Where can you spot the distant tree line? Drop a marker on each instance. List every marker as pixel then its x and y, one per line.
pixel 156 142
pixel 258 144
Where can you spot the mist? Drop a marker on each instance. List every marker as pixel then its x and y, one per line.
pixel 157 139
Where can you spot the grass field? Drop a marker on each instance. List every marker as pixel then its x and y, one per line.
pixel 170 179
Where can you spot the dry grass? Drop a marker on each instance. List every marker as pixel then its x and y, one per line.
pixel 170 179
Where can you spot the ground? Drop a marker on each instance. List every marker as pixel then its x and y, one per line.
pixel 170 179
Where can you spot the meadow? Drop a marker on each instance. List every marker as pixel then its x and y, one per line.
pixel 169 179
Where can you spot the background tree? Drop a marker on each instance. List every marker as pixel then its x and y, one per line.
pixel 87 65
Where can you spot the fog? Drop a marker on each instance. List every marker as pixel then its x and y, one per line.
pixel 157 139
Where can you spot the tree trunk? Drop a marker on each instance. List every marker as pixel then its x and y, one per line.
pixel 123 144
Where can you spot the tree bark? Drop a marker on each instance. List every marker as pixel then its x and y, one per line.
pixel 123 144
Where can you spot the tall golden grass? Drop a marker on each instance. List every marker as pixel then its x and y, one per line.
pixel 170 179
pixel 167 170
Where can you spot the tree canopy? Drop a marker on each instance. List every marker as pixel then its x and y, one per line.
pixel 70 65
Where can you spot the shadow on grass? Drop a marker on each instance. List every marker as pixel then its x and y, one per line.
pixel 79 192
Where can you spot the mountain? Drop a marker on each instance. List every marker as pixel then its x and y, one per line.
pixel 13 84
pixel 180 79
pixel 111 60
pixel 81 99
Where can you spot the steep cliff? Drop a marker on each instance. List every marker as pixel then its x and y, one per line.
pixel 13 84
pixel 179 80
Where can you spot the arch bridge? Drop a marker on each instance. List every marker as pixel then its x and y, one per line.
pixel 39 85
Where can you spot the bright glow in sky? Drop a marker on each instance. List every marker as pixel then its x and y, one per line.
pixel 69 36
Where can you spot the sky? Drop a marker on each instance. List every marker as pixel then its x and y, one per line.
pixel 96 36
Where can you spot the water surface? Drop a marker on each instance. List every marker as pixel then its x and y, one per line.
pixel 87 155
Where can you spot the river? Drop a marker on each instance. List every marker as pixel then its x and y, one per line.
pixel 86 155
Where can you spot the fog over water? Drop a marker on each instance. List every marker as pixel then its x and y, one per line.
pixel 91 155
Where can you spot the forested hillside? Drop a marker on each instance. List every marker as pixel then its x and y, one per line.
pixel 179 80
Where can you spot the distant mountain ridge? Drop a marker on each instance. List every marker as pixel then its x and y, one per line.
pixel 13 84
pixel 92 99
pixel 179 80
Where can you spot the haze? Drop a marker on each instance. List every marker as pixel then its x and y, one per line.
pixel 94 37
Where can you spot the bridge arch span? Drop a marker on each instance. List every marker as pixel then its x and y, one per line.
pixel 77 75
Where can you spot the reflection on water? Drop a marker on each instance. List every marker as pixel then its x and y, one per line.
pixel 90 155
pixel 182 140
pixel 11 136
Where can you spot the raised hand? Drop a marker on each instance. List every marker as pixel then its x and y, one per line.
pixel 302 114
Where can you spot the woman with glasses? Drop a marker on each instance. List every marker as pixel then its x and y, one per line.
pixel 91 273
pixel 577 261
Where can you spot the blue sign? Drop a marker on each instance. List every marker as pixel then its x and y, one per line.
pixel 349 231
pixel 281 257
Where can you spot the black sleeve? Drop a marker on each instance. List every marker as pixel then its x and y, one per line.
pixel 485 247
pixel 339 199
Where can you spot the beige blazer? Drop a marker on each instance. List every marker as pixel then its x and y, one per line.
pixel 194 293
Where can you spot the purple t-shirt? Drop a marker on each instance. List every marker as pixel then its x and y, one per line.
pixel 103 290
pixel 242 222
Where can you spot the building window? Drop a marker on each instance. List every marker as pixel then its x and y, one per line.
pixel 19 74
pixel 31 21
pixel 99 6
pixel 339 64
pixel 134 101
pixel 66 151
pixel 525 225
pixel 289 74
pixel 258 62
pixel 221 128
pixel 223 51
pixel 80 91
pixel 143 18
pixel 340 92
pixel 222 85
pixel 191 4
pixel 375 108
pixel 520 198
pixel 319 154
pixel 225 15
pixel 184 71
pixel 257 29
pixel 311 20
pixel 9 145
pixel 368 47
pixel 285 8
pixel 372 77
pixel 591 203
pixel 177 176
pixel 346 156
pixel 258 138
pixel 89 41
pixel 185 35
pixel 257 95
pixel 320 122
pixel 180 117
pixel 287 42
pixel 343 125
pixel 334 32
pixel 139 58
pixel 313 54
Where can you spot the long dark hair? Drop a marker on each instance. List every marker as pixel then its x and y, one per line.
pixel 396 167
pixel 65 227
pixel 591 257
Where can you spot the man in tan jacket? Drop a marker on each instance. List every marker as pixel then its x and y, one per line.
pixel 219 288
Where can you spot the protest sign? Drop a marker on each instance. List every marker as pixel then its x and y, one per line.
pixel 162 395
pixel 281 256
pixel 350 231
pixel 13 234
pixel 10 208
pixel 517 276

> The task: Convert the items from the line containing "Where can you spot the grass" through the line containing "pixel 169 179", inclusive, into a two-column CSV with the headers item_text and answer, one row per item. Enclose each item's text and its answer in their own quoted field, and replace any line breaks with spaces.

> Exercise result:
item_text,answer
"Where can you spot the grass field? Drop a marker on each instance. List every marker as pixel then its x and y, one per line.","pixel 170 179"
"Where can you spot the dry grass? Drop a marker on each instance. List every marker as pixel then its x and y, one per line.","pixel 170 179"
"Where can you spot the ground? Drop a marker on each instance. List every marker as pixel then its x and y, one per line.","pixel 170 179"
"Where can you spot the meadow? Drop a marker on each instance. List every marker as pixel then its x and y, one per line.","pixel 169 179"